State how many lines of the data below contain the word "dark", counting only matches with the same capitalization. Reply with the number alone.

○ ○ ○

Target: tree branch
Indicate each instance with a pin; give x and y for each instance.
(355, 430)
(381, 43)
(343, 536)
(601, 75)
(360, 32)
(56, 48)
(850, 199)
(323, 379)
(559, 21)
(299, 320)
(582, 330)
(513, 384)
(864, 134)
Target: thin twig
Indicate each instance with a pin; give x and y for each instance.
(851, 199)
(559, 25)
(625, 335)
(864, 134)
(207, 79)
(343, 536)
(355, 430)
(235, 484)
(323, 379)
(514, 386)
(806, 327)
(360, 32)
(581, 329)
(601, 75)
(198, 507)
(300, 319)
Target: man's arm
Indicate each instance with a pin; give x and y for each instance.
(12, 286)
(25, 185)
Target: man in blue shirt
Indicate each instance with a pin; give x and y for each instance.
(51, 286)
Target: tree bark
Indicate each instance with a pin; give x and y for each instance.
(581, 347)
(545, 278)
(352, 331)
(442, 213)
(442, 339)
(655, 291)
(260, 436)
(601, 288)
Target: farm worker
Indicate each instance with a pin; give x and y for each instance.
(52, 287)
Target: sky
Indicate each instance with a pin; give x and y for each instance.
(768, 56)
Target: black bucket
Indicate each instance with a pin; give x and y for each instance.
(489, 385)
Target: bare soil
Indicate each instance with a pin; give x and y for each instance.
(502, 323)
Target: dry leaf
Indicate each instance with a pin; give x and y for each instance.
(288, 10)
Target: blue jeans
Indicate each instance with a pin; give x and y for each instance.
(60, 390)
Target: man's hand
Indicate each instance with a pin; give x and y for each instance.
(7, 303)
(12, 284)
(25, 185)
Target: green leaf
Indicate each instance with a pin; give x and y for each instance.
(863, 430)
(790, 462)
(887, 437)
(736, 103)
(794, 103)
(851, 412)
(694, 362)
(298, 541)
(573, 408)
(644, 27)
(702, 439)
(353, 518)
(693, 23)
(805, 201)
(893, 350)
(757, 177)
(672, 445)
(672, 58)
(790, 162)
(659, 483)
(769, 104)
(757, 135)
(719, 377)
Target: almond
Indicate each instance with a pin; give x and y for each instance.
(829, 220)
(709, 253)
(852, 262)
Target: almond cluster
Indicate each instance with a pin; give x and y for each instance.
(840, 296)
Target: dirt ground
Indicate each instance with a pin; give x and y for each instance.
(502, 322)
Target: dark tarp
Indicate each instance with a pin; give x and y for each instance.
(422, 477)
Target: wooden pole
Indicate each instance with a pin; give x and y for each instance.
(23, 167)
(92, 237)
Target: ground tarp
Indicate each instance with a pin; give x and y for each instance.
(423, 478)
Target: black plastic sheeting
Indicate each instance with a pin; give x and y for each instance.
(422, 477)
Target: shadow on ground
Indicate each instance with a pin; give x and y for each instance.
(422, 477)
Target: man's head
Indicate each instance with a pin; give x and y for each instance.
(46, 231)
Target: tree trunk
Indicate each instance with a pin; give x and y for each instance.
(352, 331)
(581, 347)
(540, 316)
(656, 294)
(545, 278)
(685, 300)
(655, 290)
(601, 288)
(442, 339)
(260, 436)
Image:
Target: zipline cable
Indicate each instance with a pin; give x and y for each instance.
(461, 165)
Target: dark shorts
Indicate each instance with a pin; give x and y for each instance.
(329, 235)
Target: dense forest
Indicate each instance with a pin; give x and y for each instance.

○ ○ ○

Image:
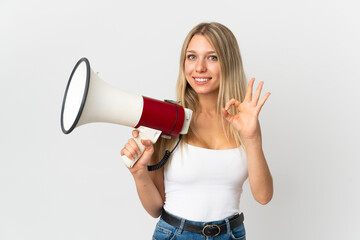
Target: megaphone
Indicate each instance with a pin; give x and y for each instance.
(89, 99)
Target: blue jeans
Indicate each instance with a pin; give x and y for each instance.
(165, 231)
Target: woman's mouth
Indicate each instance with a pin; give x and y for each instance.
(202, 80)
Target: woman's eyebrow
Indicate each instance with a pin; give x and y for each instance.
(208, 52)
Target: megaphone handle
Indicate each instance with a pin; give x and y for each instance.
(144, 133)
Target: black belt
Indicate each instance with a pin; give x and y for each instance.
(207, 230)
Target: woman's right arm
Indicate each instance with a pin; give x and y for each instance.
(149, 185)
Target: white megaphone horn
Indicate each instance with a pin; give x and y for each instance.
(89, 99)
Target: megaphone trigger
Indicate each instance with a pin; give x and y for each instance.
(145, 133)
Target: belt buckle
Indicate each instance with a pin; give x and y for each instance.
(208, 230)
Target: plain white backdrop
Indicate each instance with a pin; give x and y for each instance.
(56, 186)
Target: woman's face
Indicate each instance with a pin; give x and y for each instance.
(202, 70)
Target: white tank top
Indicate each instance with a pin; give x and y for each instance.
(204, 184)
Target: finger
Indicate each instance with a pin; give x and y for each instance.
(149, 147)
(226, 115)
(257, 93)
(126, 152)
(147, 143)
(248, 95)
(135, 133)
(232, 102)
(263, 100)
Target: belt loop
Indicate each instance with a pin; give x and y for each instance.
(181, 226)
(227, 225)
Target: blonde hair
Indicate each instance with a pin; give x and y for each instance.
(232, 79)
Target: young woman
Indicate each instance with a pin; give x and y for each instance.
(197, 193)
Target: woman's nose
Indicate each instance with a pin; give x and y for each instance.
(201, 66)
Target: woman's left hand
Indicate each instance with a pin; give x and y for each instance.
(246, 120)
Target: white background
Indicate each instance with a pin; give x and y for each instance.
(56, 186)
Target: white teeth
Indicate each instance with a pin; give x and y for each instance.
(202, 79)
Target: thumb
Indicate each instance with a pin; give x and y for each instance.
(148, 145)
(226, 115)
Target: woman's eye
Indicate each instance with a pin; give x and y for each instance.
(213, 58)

○ ○ ○

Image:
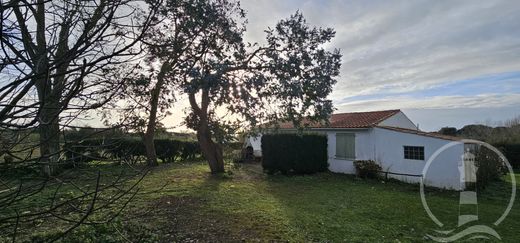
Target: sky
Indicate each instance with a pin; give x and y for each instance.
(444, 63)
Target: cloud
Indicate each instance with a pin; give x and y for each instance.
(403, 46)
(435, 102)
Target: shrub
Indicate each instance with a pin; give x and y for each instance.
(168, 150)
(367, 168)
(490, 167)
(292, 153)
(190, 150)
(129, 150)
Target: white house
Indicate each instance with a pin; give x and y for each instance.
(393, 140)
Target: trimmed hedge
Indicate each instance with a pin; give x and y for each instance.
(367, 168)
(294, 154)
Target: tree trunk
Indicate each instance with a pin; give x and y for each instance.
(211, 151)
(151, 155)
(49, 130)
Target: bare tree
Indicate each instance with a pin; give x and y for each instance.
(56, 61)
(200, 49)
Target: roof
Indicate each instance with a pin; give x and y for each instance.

○ ○ ○

• OUTPUT: 2